## [Исходный текст]

СН: В общем, да. Голодание сыграло свою роль. Я заголодал, и под влиянием прозрения и понимания Вселенной, которое во время голодовки у меня открылось, я ушел со сцены, я перестал деньги зарабатывать этой музыкальной проституцией. Приблизительно несколько месяцев я сидел дома и ничего не делал, а последний год всё-таки я играл, но это было такое странное место: под Ленинградом есть город Пушкин, бывшее Царское Село, там, где Пушкин учился в лицее, и очень много стихов этому делу посвятил. В Пушкине была тогда бывшая царская конюшня. Она была построена в виде лошадиной подковы, такое полукруглое здание. При советской власти в мои годы там сделали танцевальный зал. Туда помещалось 1800 человек. Настелили паркет, и всё. Мне досталась эта площадка, я собрал рок-н-ролльщиков, такая ленинградская группа «Мифы» была – она до сих пор как бы жива и существует по кусочкам – и вот мы там играли. Почему эта площадка замечательна? Потому что эти музыканты не входили в систему культурного контроля Ленинграда. Эти пять или семь музыкантских мест остались как бы с царского времени: когда-то при царе, во время гуляния по парку, там играли какие-то музыканты на духовых инструментах. И так осталась эта традиция после революции. Поэтому эту площадку очень бережно передавали из рук в руки, и она мне досталась, поскольку мы не подчинялись управлению культуры. Можно там было играть совсем не то, что другим разрешено. Мы там играли с успехом, набивалось 2 тысячи человек, и руководство – начальники этих садов и парков – нас очень любили, потому что мы им делали план. Перевыполняли.

## [Данные]
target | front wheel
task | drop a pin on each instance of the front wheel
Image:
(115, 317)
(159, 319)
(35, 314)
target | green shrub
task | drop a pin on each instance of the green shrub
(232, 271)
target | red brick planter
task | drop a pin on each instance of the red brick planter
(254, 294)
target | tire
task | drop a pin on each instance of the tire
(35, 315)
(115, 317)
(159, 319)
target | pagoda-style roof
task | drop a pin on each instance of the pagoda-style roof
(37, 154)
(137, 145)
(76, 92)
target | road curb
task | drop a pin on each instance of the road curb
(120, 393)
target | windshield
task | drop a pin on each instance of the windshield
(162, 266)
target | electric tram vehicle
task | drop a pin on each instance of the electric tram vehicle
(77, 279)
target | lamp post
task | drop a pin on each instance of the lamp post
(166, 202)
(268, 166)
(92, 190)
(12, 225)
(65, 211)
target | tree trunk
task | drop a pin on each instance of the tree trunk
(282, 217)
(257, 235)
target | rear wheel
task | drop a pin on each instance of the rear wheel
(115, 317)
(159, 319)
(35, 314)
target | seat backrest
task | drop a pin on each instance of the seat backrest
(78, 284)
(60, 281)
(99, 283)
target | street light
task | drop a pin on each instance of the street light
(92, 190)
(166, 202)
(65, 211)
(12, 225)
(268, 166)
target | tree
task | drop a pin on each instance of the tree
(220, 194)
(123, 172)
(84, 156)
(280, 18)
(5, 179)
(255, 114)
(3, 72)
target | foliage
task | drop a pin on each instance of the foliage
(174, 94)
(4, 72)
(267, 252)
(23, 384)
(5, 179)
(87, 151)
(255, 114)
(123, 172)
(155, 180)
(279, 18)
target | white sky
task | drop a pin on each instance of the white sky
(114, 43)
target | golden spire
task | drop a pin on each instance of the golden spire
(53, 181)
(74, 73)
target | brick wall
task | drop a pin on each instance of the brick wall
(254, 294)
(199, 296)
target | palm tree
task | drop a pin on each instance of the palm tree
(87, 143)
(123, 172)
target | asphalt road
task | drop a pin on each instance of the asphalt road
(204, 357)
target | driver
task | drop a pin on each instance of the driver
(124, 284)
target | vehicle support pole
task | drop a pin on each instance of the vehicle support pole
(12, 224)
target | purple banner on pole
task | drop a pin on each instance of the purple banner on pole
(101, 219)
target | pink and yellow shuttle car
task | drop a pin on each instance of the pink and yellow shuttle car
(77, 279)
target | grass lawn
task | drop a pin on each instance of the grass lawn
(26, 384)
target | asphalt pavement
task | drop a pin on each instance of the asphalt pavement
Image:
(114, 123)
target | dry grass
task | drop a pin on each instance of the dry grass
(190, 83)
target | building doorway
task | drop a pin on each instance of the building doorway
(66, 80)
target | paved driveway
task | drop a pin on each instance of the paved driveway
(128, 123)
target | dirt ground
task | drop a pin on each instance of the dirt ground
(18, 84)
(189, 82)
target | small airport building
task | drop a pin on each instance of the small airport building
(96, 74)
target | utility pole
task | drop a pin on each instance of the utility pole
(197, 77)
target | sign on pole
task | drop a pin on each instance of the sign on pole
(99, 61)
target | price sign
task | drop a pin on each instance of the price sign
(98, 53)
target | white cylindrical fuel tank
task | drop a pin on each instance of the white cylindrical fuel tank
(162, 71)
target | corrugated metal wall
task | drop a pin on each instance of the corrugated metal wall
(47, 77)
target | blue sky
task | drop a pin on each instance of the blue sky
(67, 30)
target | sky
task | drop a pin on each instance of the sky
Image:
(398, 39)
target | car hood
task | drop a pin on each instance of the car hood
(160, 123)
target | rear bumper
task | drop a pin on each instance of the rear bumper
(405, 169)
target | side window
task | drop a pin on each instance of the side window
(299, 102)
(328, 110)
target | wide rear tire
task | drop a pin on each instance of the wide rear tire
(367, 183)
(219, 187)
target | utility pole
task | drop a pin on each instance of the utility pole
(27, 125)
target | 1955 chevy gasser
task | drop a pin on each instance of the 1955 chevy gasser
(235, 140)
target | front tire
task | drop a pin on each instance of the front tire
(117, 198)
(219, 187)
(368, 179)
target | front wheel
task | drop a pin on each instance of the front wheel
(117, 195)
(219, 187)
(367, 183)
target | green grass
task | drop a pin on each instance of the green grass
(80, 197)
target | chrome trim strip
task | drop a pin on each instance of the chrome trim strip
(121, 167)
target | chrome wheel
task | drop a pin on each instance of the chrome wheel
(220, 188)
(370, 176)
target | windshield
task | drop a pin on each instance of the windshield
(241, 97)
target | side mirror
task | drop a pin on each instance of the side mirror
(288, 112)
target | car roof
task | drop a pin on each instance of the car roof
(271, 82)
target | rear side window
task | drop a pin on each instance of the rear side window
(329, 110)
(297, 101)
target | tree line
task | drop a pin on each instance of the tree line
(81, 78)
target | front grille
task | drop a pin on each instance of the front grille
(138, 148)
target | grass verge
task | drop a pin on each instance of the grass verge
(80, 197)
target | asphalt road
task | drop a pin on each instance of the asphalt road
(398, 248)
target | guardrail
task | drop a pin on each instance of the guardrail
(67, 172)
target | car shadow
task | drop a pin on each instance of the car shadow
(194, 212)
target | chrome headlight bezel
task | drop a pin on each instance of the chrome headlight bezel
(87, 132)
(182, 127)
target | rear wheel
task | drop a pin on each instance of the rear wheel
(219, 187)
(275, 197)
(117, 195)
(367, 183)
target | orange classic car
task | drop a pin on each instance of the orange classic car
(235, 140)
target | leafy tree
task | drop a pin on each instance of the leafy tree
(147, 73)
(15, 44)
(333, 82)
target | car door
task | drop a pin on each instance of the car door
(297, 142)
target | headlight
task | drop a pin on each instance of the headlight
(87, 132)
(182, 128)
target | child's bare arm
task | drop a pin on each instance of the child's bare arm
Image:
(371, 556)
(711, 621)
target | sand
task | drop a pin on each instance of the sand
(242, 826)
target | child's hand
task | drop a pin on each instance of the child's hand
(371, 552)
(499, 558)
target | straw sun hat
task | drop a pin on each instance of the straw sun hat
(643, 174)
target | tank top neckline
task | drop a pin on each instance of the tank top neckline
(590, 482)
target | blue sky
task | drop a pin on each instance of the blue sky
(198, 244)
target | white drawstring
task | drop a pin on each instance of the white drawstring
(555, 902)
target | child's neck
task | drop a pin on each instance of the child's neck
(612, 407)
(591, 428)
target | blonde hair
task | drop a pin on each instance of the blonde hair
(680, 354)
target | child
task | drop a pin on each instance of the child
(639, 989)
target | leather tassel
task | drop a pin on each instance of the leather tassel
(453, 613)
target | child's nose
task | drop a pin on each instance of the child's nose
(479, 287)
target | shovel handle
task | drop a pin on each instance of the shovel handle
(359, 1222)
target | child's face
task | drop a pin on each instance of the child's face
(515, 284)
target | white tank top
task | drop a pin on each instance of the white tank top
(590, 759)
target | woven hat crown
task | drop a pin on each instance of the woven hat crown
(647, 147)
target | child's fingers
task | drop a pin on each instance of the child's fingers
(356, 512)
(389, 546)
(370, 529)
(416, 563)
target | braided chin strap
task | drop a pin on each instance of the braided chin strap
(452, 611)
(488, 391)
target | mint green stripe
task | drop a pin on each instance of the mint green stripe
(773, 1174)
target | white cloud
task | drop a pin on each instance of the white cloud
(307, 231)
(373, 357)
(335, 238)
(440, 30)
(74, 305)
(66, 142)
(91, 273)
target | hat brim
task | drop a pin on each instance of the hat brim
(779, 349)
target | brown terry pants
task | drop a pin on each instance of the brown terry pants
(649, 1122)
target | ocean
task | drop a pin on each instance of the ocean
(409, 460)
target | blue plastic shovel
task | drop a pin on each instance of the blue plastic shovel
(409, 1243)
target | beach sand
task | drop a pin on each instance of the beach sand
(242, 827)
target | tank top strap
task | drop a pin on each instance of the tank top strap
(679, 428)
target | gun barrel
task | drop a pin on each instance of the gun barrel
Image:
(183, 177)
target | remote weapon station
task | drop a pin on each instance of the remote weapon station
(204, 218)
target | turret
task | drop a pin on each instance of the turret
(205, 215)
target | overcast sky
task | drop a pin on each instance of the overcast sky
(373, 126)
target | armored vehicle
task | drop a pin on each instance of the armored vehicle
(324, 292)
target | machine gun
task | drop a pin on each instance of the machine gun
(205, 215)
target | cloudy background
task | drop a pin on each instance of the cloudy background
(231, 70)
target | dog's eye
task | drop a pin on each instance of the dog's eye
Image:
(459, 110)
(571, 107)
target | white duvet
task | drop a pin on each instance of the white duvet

## [Задание]
Какую форму, согласно исходному тексту, имело здание бывшей царской конюшни в Пушкине? Эти данные не имеют отношения к исходному тексту.

## [Полное решение]
Оно было построено в виде лошадиной подковы и представляло собой полукруглое здание.